**PASSAGE TO READ:**
The present invention has for its object to provide a single and a double gate which obviates one or more of the above discussed drawbacks, and in particular a gate which is of simple construction, which is safe, which can be opened relatively quickly and which can be employed in multifunctional manner.
The invention provides for this purpose a gate comprising: a first closing part configured to be mounted pivotally around a vertical axis on a post adjacent to a gate entrance or on another supporting element such as a wall adjacent to a gate entrance; a second closing part which is suspended from the first closing part; a guide between the first and the second closing part, which guide is configured to guide a movement of the second closing part along the first closing part toward the post for the purpose of opening the gate and away from the post for the purpose of closing the gate; a drive configured to pivot the first and second closing parts around the vertical axis and to move the second closing part relative to the first closing part toward the post for the purpose of opening the gate and away from the post for the purpose of closing the gate.
A gate is in this way obtained which can close a relatively large gate entrance and which can be opened and closed relatively quickly by a combination of a pivoting and sliding movement. The gate can in addition be employed in multifunctional manner in the sense that it is possible in some embodiments to operate the drive such that a sliding movement only, or a combined sliding and rotating movement, is activated depending on the size of the gate opening that is required. In comparison with concertina gates no guides are necessary in the ground or above the closing parts. In comparison with existing swing gates a quicker opening and closing is possible, and in comparison with sliding gates no space need be provided in the line of the gate in order to enable opening.
According to a possible embodiment, the drive comprises a first drive configured to pivot the first and second closing parts around the vertical axis; and a second drive configured to move the second closing part relative to the first closing part toward the post for the purpose of opening the gate and away from the post for the purpose of closing the gate. Within the scope of the invention it is possible for a first and second motor to be provided for respectively the first and second drive, although it is also possible for a shared motor to be provided for the drive, wherein both the pivoting and the translating movements are realized via suitable transmissions. The first drive preferably comprises a motor arranged in the post and connected by means of a rod assembly to the first closing part for pivoting around axis A.

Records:

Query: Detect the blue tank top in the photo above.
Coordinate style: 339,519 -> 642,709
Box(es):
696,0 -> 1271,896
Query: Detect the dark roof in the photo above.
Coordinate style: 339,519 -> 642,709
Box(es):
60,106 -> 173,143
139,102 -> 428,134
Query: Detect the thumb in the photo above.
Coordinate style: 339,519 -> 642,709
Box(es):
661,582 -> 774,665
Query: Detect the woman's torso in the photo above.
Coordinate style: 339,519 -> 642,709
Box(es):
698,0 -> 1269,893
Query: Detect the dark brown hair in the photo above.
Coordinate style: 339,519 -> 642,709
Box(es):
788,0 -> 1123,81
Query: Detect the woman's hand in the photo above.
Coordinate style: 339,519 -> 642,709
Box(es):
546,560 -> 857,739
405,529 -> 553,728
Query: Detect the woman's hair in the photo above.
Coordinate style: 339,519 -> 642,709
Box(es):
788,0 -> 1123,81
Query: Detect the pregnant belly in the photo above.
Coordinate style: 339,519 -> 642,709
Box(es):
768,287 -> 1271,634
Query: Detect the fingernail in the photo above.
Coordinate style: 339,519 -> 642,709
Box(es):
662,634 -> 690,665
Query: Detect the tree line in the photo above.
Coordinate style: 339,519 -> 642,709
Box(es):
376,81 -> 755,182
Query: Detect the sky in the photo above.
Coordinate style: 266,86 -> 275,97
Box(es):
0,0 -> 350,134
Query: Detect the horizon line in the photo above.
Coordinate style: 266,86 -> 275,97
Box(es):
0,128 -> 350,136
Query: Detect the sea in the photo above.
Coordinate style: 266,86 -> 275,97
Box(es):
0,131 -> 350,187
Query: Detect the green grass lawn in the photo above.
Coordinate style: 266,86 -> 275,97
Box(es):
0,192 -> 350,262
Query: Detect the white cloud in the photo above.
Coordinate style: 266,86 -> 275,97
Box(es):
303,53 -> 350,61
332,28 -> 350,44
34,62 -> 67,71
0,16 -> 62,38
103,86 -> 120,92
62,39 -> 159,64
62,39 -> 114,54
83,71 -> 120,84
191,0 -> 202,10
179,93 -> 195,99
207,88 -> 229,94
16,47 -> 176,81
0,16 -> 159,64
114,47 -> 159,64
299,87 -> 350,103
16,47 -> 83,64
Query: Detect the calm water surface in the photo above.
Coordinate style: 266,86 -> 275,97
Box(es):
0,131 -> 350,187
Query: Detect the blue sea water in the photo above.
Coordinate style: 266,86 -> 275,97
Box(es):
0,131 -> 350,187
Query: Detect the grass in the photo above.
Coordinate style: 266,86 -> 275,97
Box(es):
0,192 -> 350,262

**WRITTEN INSTRUCTION:**
Name every existing type of gate with which the gate passage above compares the invention.

**EXPECTED ANSWER:**
Concertina gates, swing gates, sliding gates